Activity 1:
Print the part of the forum discussion about Siri and Apple Intelligence that opens with the words containing "Can you imagine" and closes with "did Dan do?".
Activity 2:
From the forum discussion about Siri and Apple Intelligence, render this sentence in Spanish: "Small startups can risk it, big corps like Apple are more risk averse."

Text passage:
• • • • • • •

We're all on the outside looking in and saying, it's easy to make Siri good and do Apple Intelligence to a level where the field is just now.
On the inside I suspect they are struggling with executing while maintaining their user privacy standards but the big issue is the legion of lawyers ready to bring class actions against the world's favourite company to sue.
OpenAI is in trouble in Norway just now because ChatGPT told some guy he murdered his family.
Can you imagine the s**t Apple would be in for something like that?

AI is a loose cannon that is tricky to control. Small startups can risk it, big corps like Apple are more risk averse.
 
I cannot believe how toxic things have become that people would personally attack Dan. It's shameful. Please don't listen to these miserable people, Dan.

I get everyone cannot stand Tim Cook, Apple Intelligence, AVP, Camera Control, 16e, every single thing Apple does. But aiming your vitriol at Dan and anyone here on MR is completely unacceptable.
Who's attacking Dan? What did Dan do?
 
I was out for a walk today. Had my iPhone 16 Pro (18.3.2) with me. I asked Siri a question. It quickly responded with a written answer. I asked Siri to read the response to me. Siri said it is unable to do that.

Switched to Copilot. Asked the same question. No written response. I actually ended up having a conversation with Copilot.

As an aside, I think the guy they used for Copilot's voice is the same guy Spotify uses for their DJ's voice.
I have the exact same gripe! You’d think Siri could handle something as basic as reading a response out loud, but apparently, that’s asking too much.

• • • • • • •

Record extracts:
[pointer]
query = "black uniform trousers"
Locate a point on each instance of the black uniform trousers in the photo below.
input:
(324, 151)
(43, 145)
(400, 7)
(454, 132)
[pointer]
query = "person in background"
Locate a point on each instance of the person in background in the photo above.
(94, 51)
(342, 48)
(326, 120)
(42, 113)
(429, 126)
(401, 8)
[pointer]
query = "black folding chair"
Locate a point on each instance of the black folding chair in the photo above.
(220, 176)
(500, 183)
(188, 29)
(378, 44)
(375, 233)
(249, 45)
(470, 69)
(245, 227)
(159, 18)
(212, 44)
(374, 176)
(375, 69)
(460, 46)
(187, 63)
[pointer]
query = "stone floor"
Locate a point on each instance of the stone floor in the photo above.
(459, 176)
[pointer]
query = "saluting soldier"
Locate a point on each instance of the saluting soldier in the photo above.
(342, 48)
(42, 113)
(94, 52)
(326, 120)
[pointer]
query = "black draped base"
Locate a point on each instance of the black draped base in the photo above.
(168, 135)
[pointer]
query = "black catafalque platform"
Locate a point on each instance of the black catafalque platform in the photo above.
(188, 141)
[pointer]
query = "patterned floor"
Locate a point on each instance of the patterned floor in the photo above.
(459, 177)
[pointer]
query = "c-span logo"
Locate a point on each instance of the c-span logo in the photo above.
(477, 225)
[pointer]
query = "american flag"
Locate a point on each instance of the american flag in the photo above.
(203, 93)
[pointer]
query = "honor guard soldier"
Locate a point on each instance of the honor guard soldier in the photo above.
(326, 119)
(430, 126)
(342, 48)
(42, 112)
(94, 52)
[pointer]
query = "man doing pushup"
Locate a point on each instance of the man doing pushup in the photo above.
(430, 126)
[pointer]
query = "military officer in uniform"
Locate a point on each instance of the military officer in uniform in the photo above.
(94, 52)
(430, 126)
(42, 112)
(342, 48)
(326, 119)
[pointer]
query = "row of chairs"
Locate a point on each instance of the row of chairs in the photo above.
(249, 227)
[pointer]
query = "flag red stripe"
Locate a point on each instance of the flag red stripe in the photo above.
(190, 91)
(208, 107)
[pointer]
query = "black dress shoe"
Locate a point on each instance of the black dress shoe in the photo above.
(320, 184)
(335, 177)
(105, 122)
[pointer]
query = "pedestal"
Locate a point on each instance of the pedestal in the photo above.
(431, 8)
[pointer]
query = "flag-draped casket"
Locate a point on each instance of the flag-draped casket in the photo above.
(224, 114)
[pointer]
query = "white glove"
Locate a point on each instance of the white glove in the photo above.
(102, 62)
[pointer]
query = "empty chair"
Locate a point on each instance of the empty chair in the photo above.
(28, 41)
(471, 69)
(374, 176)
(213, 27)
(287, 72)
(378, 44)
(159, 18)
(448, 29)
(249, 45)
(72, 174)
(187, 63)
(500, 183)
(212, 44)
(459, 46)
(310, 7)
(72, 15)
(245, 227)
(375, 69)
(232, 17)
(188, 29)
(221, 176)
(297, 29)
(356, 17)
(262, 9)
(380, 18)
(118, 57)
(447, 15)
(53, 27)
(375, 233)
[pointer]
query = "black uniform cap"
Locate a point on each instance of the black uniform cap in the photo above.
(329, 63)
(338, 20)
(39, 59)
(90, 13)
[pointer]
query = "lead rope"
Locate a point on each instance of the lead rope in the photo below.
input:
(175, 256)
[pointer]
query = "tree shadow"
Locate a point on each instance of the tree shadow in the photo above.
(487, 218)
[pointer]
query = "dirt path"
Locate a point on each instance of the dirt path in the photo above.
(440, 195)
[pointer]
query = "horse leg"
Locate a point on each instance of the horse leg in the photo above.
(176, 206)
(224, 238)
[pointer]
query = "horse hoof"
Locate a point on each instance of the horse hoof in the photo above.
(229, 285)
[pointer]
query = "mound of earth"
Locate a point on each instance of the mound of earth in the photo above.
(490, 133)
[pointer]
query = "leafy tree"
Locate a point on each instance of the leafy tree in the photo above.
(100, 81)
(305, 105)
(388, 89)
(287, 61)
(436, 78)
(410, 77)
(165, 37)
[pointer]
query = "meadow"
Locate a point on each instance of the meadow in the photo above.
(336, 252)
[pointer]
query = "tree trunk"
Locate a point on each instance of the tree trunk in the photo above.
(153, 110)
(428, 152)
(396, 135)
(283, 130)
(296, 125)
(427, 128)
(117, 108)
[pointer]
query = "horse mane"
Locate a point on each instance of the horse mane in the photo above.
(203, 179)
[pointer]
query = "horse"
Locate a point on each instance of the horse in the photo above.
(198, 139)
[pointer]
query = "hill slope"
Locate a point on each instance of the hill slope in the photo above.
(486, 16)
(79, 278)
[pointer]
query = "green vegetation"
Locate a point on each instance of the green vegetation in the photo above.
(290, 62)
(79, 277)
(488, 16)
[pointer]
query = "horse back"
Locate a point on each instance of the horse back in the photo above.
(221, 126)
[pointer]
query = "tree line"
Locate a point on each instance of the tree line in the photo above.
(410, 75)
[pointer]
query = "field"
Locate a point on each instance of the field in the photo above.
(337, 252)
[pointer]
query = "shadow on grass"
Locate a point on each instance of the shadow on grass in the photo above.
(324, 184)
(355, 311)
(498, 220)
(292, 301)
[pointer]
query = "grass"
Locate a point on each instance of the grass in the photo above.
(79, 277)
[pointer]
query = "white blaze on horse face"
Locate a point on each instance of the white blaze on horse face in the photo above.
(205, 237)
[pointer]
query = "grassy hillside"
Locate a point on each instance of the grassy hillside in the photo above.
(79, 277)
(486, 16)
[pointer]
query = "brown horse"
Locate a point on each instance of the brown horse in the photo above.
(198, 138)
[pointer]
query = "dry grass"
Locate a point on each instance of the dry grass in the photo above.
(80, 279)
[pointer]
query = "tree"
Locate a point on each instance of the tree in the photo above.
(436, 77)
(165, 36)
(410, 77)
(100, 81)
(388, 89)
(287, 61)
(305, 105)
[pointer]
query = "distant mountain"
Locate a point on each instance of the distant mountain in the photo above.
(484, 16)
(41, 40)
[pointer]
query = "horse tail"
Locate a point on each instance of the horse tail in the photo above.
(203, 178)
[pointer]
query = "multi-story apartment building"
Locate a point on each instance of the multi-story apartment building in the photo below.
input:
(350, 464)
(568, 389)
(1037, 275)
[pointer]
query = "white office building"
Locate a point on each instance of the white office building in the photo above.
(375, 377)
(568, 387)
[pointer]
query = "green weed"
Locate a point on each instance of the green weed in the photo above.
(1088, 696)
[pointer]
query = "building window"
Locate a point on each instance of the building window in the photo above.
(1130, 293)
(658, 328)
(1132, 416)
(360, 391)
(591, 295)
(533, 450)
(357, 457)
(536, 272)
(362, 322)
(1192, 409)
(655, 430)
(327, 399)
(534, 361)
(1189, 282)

• • • • • • •

Task response 1:
Can you imagine the s**t Apple would be in for something like that?

AI is a loose cannon that is tricky to control. Small startups can risk it, big corps like Apple are more risk averse.
 
I cannot believe how toxic things have become that people would personally attack Dan. It's shameful. Please don't listen to these miserable people, Dan.

I get everyone cannot stand Tim Cook, Apple Intelligence, AVP, Camera Control, 16e, every single thing Apple does. But aiming your vitriol at Dan and anyone here on MR is completely unacceptable.
Who's attacking Dan? What did Dan do?

Task response 2:
Las pequeñas startups pueden arriesgarse, las grandes corporaciones como Apple son más reacias al riesgo.